#### [Work order]
Take the line containing "the brick masonry" and all lines after it to the end of the records, and output them exactly.

===== Supplied material =====

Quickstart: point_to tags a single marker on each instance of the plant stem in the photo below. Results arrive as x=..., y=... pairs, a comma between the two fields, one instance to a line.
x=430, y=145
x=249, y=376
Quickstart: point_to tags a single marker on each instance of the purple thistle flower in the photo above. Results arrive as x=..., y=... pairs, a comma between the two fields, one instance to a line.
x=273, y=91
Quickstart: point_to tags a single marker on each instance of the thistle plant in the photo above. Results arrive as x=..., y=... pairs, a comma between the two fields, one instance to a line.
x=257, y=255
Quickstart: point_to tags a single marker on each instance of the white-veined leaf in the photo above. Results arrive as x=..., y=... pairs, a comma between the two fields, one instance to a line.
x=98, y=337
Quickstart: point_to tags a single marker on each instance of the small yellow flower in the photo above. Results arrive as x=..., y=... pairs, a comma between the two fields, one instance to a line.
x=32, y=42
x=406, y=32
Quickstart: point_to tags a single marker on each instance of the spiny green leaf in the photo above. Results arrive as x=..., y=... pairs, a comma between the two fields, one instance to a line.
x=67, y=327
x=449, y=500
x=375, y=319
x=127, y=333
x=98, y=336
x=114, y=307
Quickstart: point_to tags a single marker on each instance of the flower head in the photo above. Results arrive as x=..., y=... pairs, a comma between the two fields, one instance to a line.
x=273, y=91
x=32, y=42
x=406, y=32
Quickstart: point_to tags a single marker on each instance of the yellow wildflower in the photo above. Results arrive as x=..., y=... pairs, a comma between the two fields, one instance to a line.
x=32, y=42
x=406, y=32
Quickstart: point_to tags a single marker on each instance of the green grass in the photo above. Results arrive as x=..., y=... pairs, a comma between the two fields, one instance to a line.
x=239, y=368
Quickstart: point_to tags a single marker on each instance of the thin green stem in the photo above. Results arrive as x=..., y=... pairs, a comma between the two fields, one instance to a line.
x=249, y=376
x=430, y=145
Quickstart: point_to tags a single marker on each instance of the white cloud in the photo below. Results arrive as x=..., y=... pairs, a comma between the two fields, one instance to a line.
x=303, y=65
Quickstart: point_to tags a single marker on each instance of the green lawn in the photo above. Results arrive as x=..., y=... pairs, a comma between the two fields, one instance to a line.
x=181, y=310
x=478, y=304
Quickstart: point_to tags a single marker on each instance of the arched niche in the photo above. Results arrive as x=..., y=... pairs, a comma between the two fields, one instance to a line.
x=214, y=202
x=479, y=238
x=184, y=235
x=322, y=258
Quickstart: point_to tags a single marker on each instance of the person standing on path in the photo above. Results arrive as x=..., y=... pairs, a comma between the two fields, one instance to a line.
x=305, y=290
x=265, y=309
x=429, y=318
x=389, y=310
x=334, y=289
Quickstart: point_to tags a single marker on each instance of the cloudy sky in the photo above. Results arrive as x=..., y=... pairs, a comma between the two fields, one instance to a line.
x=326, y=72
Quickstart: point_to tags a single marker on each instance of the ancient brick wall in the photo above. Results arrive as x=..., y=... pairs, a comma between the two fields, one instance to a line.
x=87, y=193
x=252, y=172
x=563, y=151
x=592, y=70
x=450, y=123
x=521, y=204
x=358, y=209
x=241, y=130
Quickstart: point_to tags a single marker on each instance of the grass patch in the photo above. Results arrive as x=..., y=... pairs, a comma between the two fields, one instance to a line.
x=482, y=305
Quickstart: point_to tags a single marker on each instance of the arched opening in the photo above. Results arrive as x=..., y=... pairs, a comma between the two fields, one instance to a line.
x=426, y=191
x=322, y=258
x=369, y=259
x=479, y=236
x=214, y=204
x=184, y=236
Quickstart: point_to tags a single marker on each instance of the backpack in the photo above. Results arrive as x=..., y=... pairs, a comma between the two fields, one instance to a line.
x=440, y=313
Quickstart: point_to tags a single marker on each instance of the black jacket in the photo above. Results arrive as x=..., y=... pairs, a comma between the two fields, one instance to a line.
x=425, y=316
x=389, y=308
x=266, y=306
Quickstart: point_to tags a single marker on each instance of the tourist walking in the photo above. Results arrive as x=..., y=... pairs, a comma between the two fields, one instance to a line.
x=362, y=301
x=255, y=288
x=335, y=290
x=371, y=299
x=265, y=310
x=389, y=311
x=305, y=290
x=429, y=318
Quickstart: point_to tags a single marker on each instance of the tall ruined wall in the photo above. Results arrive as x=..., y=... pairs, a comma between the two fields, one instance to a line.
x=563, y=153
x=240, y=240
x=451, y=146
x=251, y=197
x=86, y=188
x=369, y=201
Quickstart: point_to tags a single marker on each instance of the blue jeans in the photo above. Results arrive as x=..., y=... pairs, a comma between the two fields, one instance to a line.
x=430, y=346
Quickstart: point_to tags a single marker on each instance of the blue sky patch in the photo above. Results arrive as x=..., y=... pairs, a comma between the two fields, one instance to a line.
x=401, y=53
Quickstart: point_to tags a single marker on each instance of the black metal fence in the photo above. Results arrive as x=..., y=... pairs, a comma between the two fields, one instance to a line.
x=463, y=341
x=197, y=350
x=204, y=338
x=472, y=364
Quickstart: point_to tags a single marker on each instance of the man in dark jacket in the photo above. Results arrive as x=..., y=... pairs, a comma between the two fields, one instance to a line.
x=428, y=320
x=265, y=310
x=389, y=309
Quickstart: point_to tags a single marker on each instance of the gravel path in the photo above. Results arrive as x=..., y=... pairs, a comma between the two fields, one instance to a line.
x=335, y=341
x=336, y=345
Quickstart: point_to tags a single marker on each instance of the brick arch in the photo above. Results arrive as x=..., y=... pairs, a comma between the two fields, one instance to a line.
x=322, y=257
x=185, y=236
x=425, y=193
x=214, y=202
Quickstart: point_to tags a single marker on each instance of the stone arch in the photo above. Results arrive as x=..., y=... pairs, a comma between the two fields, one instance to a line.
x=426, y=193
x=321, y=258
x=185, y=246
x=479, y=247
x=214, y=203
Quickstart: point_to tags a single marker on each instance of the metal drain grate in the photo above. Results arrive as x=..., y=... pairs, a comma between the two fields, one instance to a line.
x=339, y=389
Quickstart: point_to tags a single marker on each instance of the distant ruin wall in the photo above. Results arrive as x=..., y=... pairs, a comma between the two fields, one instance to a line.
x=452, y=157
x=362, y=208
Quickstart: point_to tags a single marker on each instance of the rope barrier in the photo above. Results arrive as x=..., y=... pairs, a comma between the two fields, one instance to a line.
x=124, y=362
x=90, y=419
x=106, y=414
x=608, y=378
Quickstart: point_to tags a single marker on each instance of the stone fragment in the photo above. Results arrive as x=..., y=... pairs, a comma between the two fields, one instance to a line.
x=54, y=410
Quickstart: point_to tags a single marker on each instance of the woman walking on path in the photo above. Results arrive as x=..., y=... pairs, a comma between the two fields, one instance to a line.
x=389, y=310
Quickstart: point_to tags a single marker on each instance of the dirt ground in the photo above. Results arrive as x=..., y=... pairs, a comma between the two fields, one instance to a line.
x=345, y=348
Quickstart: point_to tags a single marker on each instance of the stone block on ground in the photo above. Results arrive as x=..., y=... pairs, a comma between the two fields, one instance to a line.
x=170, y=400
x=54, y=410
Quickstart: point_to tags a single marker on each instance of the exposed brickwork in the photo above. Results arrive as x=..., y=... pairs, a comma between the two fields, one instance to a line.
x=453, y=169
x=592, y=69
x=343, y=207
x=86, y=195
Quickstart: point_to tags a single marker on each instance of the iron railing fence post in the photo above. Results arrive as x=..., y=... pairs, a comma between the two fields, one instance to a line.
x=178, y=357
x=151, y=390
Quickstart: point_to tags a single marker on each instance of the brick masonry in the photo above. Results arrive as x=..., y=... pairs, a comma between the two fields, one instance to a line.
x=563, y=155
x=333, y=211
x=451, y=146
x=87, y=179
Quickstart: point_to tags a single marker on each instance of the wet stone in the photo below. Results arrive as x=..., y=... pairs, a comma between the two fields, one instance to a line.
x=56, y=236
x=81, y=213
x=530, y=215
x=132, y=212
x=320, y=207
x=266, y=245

=====

#### [Task answer]
Quickstart: point_to tags a single marker on each instance of the brick masonry in the photo above. Results arrive as x=..., y=... pairs, a comma between the two fields, one instance to a line.
x=563, y=155
x=333, y=211
x=451, y=146
x=87, y=179
Quickstart: point_to tags a single marker on each instance of the wet stone in the photo below. Results arrive as x=..., y=... pairs, a comma between the two fields, one instance to a line.
x=56, y=236
x=81, y=213
x=530, y=215
x=132, y=212
x=320, y=207
x=266, y=245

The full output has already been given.